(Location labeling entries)

****

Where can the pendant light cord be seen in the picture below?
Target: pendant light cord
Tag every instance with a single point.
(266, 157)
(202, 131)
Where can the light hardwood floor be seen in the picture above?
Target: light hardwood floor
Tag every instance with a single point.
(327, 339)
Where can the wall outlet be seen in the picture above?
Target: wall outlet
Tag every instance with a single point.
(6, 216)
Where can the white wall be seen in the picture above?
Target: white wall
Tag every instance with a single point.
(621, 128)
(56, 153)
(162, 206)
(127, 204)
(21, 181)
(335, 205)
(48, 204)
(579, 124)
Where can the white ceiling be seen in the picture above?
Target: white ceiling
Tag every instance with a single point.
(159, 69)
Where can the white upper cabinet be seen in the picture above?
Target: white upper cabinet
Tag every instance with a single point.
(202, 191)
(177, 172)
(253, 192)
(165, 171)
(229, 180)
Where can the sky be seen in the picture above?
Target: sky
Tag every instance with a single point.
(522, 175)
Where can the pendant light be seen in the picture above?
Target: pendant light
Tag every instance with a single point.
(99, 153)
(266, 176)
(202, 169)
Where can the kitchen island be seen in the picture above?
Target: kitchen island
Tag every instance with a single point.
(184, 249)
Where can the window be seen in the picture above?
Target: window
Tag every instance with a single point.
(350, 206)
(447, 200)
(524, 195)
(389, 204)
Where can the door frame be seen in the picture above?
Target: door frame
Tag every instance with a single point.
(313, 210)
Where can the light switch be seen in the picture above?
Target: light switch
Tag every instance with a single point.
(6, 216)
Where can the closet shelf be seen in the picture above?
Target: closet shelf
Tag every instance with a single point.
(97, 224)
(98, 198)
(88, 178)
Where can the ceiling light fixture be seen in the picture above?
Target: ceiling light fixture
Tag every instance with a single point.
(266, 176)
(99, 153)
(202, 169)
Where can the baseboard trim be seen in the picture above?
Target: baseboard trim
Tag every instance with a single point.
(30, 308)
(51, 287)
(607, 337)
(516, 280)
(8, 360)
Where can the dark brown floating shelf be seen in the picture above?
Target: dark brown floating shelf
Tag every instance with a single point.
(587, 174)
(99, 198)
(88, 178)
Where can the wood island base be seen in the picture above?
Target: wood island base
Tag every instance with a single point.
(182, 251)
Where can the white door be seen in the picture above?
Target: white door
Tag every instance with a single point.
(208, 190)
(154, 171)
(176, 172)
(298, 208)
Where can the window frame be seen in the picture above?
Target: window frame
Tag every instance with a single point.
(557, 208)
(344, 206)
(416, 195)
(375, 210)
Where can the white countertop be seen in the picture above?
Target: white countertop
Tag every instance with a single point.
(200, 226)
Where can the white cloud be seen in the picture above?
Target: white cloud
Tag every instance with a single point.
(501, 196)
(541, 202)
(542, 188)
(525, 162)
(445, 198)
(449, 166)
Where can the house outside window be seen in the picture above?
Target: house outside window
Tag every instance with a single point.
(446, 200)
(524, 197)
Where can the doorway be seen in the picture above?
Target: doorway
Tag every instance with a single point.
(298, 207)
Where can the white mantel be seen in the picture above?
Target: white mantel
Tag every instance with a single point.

****

Instructions for the task:
Write every line of the entries above as a JSON list of strings, one string per line, with blank lines left out.

Answer to this task:
[
  "Where can the pendant light cord be seen in the picture below?",
  "Target: pendant light cord",
  "Tag every instance with a single point.",
  "(266, 157)",
  "(202, 131)",
  "Where can the light hardwood floor be seen in the picture above?",
  "Target: light hardwood floor",
  "Tag every instance with a single point.",
  "(327, 339)",
  "Where can the wall outlet be seen in the picture above?",
  "Target: wall outlet",
  "Tag every instance with a single point.",
  "(6, 216)",
  "Where can the white wall be seen in the picture above?",
  "Target: white wall",
  "Tag every instance with a single point.",
  "(621, 128)",
  "(56, 153)",
  "(162, 206)",
  "(127, 204)",
  "(21, 181)",
  "(335, 205)",
  "(48, 204)",
  "(579, 124)",
  "Where can the white ceiling be seen in the picture above?",
  "Target: white ceiling",
  "Tag every instance with a single point.",
  "(159, 69)",
  "Where can the white upper cabinet be seen in the picture above?",
  "Target: white upper cabinet",
  "Tag every instance with a single point.",
  "(202, 191)",
  "(177, 172)",
  "(253, 192)",
  "(165, 171)",
  "(229, 180)",
  "Where can the sky be seen in the picture above?",
  "Target: sky",
  "Tag every instance with a single point.",
  "(522, 175)",
  "Where can the pendant light be seen in the picture above?",
  "Target: pendant light",
  "Tag every instance with a single point.",
  "(99, 153)",
  "(266, 176)",
  "(202, 169)",
  "Where can the kitchen island be seen in the picture above?",
  "Target: kitchen island",
  "Tag every instance with a single point.",
  "(184, 249)",
  "Where can the window be seen in the picture above?",
  "Target: window",
  "Tag every instance with a single point.",
  "(350, 206)",
  "(447, 200)",
  "(524, 195)",
  "(389, 204)",
  "Where can the door frame be seen in the picture above?",
  "Target: door frame",
  "Tag every instance with a single point.",
  "(313, 210)",
  "Where can the light switch be seen in the picture above?",
  "Target: light switch",
  "Tag every instance with a single point.",
  "(6, 216)",
  "Where can the closet shelf be seen in the picture above?",
  "Target: closet shelf",
  "Tag every instance with a single point.",
  "(97, 224)",
  "(98, 198)",
  "(88, 178)",
  "Where can the ceiling light fixture be seen in the picture above?",
  "Target: ceiling light fixture",
  "Tag every instance with a single point.",
  "(266, 176)",
  "(99, 153)",
  "(202, 169)",
  "Where can the baseboard trim be seen in the picture above?",
  "Target: baseboard trim",
  "Tag every instance with a single point.",
  "(30, 308)",
  "(51, 287)",
  "(607, 337)",
  "(516, 280)",
  "(8, 360)",
  "Where can the dark brown floating shelf be seen in the picture above?",
  "Target: dark brown floating shelf",
  "Tag every instance with a single point.",
  "(587, 174)",
  "(99, 198)",
  "(88, 178)",
  "Where can the wood island base be seen in the picture above?",
  "Target: wood island base",
  "Tag every instance with a single point.",
  "(182, 251)",
  "Where can the white door be seen in the picture above?",
  "Target: white door",
  "Tag every instance with a single point.",
  "(208, 190)",
  "(154, 171)",
  "(176, 172)",
  "(298, 208)",
  "Where can the window frame be seen in the picture above?",
  "Target: window frame",
  "Tag every instance with a single point.",
  "(557, 208)",
  "(344, 206)",
  "(416, 195)",
  "(375, 210)",
  "Where can the white countertop be seen in the picture above?",
  "Target: white countertop",
  "Tag every instance with a single point.",
  "(200, 226)",
  "Where can the white cloud be seen in the picture above?",
  "Target: white cloud",
  "Tag every instance with a single point.",
  "(501, 196)",
  "(541, 202)",
  "(542, 188)",
  "(525, 162)",
  "(445, 198)",
  "(449, 166)",
  "Where can the house outside window be seen in the picture above?",
  "Target: house outside window",
  "Tag every instance with a single point.",
  "(446, 200)",
  "(524, 197)",
  "Where can the doorway be seen in the picture above?",
  "Target: doorway",
  "Tag every instance with a single point.",
  "(298, 207)",
  "Where can the white mantel be seen in the picture above?",
  "Target: white mantel",
  "Tag every instance with a single point."
]